**Document text**

The healthcare industry is nearing a breaking point due to the Centers for Medicare & Medicaid Services’ 3.925% behavioral rate cut enacted in January, home care leaders said recently.
“Hospitals are saying, ‘we can’t find a place to send out patients,’ and patients are saying the same thing,” William Dombi, president of the National Association for Home Care & Hospice said during a McKnight’s Home Care Newsmakers podcast. “We’re starting to see home health agencies reject care for Medicare Advantage patients because they are paying less than cost. Those are signs and symptoms that the sky is starting to fall.”
Dombi and Partnership for Quality Home Healthcare CEO Joanne Cunningham spoke during the podcast about how the rate cut has contributed to staffing shortages, which have resulted in a drop in hospital-to-home health conversation rates. Dombi provided the example of one company that failed to recruit a larger number of nurses because wages weren’t high enough.
Because of the fallout, Cunningham pointed out that she does not think CMS will impose a temporary rate adjustment — which could total billions — in a proposed rule due out this summer.
“The industry has worked very very hard to make it clear to CMS that these reductions are having a negative impact and are causing systemwide delays and implications for transitioning patients out of hospitals and into the home,” Cunningham said. “I hope CMS is approaching this in a cautionary way.”

**Given records**
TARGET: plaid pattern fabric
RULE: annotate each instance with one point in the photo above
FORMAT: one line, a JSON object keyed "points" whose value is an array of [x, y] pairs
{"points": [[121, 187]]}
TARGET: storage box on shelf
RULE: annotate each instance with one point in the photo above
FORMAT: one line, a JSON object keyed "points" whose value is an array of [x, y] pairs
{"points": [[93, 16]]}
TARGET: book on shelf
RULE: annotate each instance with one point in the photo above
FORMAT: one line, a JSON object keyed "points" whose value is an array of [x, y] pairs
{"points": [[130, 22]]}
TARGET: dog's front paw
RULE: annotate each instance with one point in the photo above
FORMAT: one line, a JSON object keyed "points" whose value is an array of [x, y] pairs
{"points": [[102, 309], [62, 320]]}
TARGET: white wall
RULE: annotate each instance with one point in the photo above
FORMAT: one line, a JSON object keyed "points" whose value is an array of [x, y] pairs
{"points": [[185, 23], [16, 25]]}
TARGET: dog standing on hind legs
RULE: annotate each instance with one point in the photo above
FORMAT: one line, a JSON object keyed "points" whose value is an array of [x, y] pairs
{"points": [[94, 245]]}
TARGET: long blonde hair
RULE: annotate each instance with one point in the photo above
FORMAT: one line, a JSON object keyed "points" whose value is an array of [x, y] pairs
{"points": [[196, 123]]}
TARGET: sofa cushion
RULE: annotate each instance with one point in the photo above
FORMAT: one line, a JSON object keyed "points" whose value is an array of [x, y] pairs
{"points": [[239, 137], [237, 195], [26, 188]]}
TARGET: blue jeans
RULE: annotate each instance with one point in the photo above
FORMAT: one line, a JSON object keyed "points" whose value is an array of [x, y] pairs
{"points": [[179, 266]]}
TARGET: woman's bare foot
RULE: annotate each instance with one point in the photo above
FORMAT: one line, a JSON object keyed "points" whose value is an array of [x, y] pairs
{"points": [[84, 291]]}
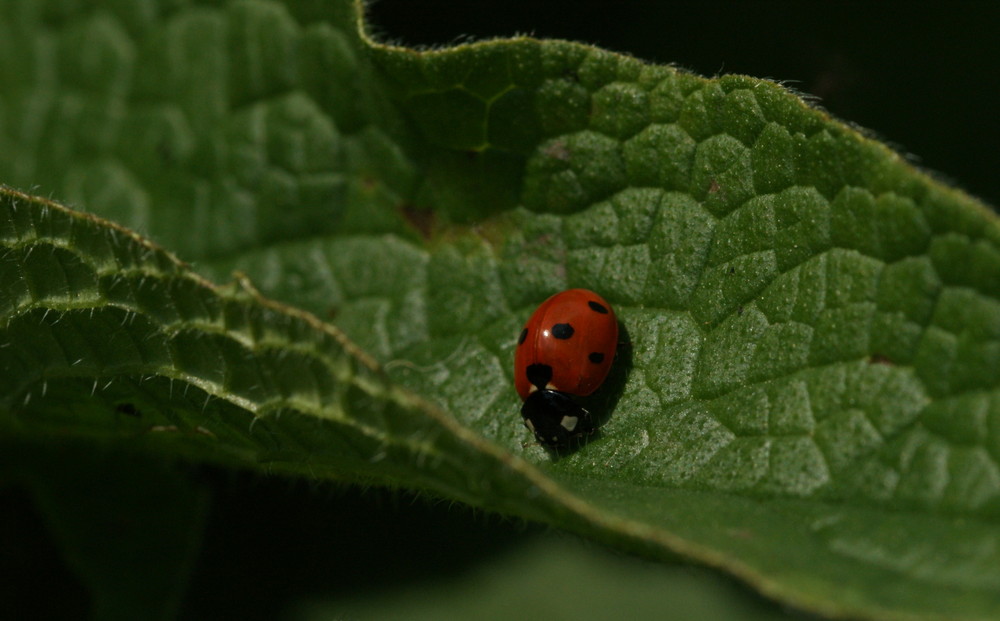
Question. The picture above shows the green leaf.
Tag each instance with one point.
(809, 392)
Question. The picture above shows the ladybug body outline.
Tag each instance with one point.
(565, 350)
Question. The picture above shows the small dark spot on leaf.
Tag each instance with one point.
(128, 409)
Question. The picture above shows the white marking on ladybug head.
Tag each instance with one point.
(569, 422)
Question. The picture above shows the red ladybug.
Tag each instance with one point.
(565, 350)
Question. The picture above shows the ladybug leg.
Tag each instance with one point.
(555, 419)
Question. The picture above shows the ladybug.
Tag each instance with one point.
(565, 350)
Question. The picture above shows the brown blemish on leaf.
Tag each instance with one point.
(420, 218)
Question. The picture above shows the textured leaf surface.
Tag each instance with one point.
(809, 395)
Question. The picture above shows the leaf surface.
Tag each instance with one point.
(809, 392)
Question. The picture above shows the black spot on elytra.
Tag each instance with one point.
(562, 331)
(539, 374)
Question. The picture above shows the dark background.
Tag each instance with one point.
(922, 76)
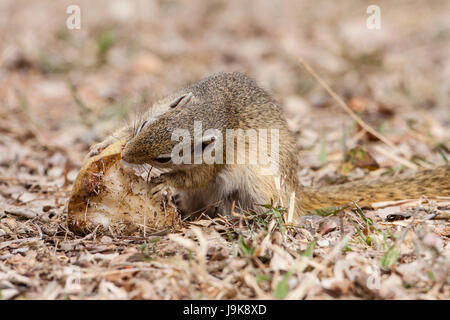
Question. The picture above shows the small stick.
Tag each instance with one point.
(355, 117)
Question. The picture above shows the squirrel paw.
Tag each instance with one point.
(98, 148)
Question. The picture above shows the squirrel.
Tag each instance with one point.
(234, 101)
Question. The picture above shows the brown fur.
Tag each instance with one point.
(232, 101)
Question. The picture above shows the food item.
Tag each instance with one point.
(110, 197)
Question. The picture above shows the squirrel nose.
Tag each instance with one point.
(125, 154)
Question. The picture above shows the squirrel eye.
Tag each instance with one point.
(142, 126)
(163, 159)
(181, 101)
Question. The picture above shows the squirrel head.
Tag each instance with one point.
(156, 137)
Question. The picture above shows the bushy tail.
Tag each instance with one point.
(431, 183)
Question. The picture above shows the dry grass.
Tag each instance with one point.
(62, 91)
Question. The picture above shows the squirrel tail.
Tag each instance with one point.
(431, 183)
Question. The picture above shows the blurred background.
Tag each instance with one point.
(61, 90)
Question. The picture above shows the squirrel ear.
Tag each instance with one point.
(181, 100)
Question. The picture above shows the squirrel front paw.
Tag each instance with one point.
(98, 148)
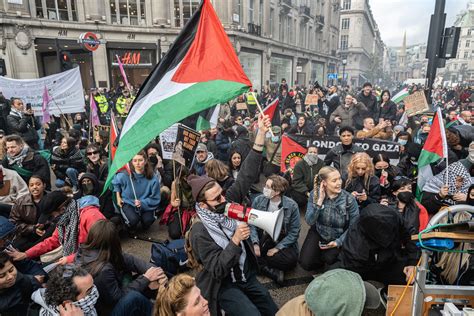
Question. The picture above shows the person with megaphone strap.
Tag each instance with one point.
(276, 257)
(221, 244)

--

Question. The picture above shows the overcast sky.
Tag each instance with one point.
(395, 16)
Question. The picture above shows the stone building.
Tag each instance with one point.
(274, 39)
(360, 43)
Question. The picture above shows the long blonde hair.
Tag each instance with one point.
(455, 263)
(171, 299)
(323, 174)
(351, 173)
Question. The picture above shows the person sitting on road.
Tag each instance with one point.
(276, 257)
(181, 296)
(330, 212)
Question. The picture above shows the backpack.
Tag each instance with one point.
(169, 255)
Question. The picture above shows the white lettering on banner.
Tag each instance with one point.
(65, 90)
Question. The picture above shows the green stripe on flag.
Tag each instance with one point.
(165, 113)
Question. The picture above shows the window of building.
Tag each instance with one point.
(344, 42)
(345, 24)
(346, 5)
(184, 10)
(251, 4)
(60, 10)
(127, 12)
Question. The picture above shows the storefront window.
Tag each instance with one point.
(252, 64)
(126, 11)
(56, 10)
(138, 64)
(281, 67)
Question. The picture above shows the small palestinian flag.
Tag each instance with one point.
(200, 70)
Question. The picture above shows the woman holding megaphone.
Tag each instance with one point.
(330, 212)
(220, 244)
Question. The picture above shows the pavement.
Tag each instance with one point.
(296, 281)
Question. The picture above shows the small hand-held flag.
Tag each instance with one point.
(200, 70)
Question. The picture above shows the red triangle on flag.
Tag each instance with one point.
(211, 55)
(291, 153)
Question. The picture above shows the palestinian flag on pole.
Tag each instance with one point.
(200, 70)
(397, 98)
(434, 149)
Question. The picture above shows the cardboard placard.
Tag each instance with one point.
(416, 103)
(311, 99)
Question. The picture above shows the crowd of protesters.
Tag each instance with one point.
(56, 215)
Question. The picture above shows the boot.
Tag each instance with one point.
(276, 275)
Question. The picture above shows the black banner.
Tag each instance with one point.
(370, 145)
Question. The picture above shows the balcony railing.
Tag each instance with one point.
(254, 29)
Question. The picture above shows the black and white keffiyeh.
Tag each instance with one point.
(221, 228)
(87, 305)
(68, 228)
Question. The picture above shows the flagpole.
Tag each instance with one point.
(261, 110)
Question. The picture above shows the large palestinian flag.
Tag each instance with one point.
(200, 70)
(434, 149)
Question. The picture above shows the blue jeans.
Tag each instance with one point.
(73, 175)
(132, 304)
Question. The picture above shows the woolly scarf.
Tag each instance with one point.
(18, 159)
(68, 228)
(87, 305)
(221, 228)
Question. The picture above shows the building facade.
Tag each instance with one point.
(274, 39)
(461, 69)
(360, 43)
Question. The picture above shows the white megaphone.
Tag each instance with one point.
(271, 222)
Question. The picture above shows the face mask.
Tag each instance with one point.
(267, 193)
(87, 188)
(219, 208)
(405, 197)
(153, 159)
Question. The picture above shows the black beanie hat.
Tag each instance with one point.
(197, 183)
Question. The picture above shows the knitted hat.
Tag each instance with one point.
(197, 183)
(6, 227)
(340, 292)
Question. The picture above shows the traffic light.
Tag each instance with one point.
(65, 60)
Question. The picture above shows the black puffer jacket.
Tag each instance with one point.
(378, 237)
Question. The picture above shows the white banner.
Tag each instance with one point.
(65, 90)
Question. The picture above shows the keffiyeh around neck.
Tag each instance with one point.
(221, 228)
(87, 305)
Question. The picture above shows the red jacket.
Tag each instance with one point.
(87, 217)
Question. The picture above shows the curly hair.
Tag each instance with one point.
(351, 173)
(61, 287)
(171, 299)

...

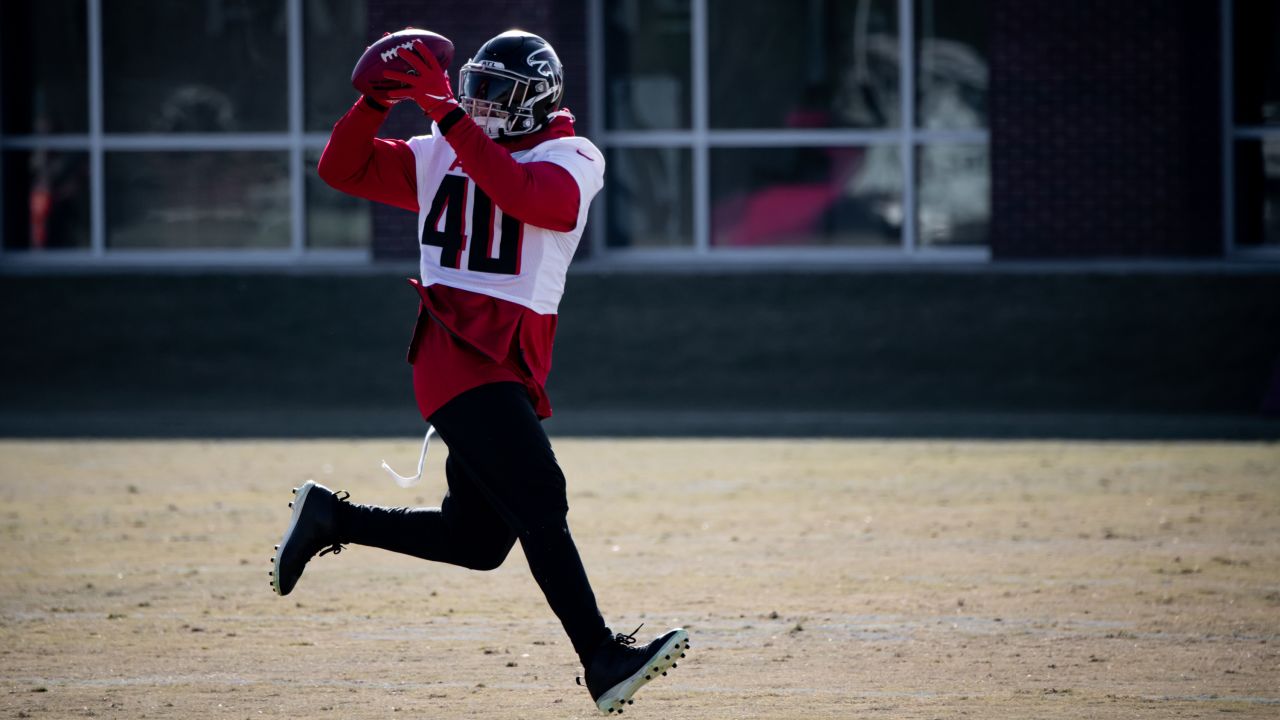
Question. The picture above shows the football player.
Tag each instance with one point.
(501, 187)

**Task prompt**
Reproduce the full article on the Medicare home health rate cut word for word.

**Output for this task**
The healthcare industry is nearing a breaking point due to the Centers for Medicare & Medicaid Services’ 3.925% behavioral rate cut enacted in January, home care leaders said recently.
“Hospitals are saying, ‘we can’t find a place to send out patients,’ and patients are saying the same thing,” William Dombi, president of the National Association for Home Care & Hospice said during a McKnight’s Home Care Newsmakers podcast. “We’re starting to see home health agencies reject care for Medicare Advantage patients because they are paying less than cost. Those are signs and symptoms that the sky is starting to fall.”
Dombi and Partnership for Quality Home Healthcare CEO Joanne Cunningham spoke during the podcast about how the rate cut has contributed to staffing shortages, which have resulted in a drop in hospital-to-home health conversation rates. Dombi provided the example of one company that failed to recruit a larger number of nurses because wages weren’t high enough.
Because of the fallout, Cunningham pointed out that she does not think CMS will impose a temporary rate adjustment — which could total billions — in a proposed rule due out this summer.
“The industry has worked very very hard to make it clear to CMS that these reductions are having a negative impact and are causing systemwide delays and implications for transitioning patients out of hospitals and into the home,” Cunningham said. “I hope CMS is approaching this in a cautionary way.”